Supplied passage:
----------------------------------------

Tagged with " Whitehorse"
Jul 11, 2009 -

Sanchez Cantina, Whitehorse

Canada and the northern US are sorely lacking in good Mexican restaurants. Oh, I had some pretty decent Mexican food in Omak and in White Rock, but the last time I had a thoroughly satisfying Mexican meal was in Savannah back in the spring of 2007. When I noticed a sign for Sanchez Cantina, which claims to be the only authentic Mexican restaurant in the Yukon, I had to go just to see if I would be proven right or wrong about the state of comida Mexicana in Canada.

I ordered a chicken burrito with rice and beans and a pina colada.

The burrito was good; filled with vegetables and perfectly seasoned chicken. The rice was pretty bad, tossed with canned vegetables and topped with a fishy tasting pale tomato sauce. The beans were just that, beans, of the black variety. I like black beans well enough, but a little seasoning would have been nice. The plate also had four lone crispy tortilla chips that were very yummy dipped in the bean sauce. All in all, a ho hum meal.

----------------------------------------

Stored rows:
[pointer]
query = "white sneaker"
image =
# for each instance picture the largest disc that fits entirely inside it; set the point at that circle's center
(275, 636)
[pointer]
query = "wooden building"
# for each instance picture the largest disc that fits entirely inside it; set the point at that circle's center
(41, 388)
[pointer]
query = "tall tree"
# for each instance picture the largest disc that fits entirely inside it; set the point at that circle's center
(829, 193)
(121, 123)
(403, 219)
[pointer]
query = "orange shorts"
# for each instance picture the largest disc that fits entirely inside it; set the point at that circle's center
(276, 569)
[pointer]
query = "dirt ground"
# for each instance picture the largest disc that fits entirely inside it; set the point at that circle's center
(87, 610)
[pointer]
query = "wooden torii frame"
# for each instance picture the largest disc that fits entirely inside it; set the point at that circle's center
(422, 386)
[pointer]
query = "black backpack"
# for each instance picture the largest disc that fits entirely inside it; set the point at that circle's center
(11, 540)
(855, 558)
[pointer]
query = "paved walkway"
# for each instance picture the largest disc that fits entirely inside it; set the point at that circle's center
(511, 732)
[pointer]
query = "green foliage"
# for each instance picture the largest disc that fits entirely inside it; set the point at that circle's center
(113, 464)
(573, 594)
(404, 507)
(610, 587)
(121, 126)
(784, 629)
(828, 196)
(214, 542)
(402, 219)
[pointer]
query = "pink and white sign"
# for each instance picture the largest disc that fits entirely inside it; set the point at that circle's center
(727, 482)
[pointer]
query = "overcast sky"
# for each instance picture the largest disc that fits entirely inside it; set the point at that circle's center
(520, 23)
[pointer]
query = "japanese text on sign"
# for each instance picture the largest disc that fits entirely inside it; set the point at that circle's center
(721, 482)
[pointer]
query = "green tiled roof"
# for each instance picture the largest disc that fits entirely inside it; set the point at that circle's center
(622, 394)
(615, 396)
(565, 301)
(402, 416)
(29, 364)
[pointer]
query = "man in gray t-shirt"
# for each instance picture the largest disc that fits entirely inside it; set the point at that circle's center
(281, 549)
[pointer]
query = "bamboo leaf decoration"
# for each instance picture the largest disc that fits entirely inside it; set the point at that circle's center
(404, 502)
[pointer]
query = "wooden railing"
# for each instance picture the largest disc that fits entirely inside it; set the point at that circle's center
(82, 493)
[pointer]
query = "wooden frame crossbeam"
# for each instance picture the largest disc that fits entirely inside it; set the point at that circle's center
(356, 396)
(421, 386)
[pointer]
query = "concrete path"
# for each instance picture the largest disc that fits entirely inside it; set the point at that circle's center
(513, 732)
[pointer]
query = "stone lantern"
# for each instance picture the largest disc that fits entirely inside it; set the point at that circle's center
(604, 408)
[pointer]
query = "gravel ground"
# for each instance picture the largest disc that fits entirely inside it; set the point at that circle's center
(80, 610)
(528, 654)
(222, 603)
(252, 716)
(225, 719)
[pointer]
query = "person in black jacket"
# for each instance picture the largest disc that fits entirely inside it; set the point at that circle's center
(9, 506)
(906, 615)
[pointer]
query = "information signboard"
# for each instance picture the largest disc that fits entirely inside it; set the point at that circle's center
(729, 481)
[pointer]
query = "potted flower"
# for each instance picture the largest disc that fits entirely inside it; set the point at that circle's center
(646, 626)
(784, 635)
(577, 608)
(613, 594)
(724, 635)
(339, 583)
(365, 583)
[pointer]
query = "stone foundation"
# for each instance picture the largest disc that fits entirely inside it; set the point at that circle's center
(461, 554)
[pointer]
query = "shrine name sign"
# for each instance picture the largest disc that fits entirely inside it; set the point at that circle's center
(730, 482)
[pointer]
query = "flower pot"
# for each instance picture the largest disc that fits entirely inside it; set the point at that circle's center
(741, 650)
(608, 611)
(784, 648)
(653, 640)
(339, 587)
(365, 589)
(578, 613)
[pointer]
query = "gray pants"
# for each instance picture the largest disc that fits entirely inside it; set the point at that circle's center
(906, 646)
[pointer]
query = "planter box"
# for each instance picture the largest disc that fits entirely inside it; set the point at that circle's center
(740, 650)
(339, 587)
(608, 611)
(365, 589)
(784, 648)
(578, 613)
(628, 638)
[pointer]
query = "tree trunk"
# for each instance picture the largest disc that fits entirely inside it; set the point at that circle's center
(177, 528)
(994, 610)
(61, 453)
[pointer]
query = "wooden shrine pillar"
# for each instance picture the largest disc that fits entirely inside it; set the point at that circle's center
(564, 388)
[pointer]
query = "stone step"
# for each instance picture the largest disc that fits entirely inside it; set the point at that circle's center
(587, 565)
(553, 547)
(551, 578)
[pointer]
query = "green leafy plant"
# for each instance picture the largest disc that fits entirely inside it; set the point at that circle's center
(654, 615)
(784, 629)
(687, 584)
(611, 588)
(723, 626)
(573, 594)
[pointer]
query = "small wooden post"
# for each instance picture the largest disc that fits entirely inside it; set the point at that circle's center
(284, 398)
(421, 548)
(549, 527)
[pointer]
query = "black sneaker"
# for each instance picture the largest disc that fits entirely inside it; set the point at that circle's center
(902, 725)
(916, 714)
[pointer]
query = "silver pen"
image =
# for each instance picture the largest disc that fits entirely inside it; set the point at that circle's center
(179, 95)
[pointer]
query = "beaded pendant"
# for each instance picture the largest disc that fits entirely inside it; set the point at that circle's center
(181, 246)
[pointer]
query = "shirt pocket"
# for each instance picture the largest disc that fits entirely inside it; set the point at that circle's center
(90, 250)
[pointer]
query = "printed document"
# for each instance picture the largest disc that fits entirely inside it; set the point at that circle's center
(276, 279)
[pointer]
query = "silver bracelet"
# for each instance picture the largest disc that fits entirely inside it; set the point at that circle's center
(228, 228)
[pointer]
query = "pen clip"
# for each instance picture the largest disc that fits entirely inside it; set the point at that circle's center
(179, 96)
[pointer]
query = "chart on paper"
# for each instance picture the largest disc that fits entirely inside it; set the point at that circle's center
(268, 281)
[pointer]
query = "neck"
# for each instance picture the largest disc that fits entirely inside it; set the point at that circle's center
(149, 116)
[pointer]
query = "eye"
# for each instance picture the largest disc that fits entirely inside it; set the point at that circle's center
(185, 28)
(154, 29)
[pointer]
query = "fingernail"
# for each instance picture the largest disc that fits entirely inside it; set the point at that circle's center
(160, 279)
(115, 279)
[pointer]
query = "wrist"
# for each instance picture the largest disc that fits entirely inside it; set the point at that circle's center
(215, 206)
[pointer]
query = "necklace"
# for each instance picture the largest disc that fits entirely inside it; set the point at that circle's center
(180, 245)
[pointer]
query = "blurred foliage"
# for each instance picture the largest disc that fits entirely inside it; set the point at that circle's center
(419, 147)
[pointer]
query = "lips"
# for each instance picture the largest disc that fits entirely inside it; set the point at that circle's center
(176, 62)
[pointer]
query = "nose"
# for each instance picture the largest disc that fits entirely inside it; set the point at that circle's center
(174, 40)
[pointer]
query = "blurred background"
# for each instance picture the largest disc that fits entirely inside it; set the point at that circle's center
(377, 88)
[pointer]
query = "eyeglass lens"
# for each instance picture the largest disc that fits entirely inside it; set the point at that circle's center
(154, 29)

----------------------------------------

Prompt 1: Transcribe the Sanchez Cantina review, everything from "I ordered a" down to "ho hum meal.".
Prompt 2:
Answer these questions about the Sanchez Cantina review:
(a) Where and when did the writer last have a thoroughly satisfying Mexican meal?
(b) What drink did the writer order?
(c) How many tortilla chips were on the plate?
Prompt 3: Can you pick up the Sanchez Cantina review after its final sentence and keep writing it?
The data have no connection to the Sanchez Cantina review.

Exercise output 1:
I ordered a chicken burrito with rice and beans and a pina colada.

The burrito was good; filled with vegetables and perfectly seasoned chicken. The rice was pretty bad, tossed with canned vegetables and topped with a fishy tasting pale tomato sauce. The beans were just that, beans, of the black variety. I like black beans well enough, but a little seasoning would have been nice. The plate also had four lone crispy tortilla chips that were very yummy dipped in the bean sauce. All in all, a ho hum meal.

Exercise output 2:
(a) In Savannah, in the spring of 2007.
(b) A pina colada.
(c) Four.

Exercise output 3:
The pina colada, however, was excellent, the best I’ve ever had. You could taste the pineapple, the coconut, and the rum. I wasn’t too sure at first if I liked the liberal sprinkling of cinnamon over the frothy concoction, but it didn’t take long to win me over since I’m a huge fan of cinnamon.

I wouldn’t go back to Sanchez Cantina, not even for a pina colada, because the service was horrendous. I might as well have been invisible once I received my food. No one ever came to see if I needed anything and after several minutes of trying to flag down a server so I could get the check, I ended up going to the cash and standing there for several minutes while the guy at the cash mixed drinks without even acknowledging my presence.

When I was was finally able to pay, I did something I’ve only done three times before in my life at a restaurant: I didn’t tip. I’m normally a very good tipper, 20% to 25% is common for me for good to exellent service while bad to okay service gets 15%. It’s so rare for me to tip poorly, much less not at all, that I actually remember when I haven’t: at the Day’s Inn restaurant in New Jersey where I stayed when I visited NYC in 1996, at the restaurant at the Smithsonian in DC in 1997, and at the Royal Oak (Ottawa U Campus) in Ottawa in 1999!

I cannot recommend Sanchez Cantina. My quest for good Canadian Mexican food continues. Darn.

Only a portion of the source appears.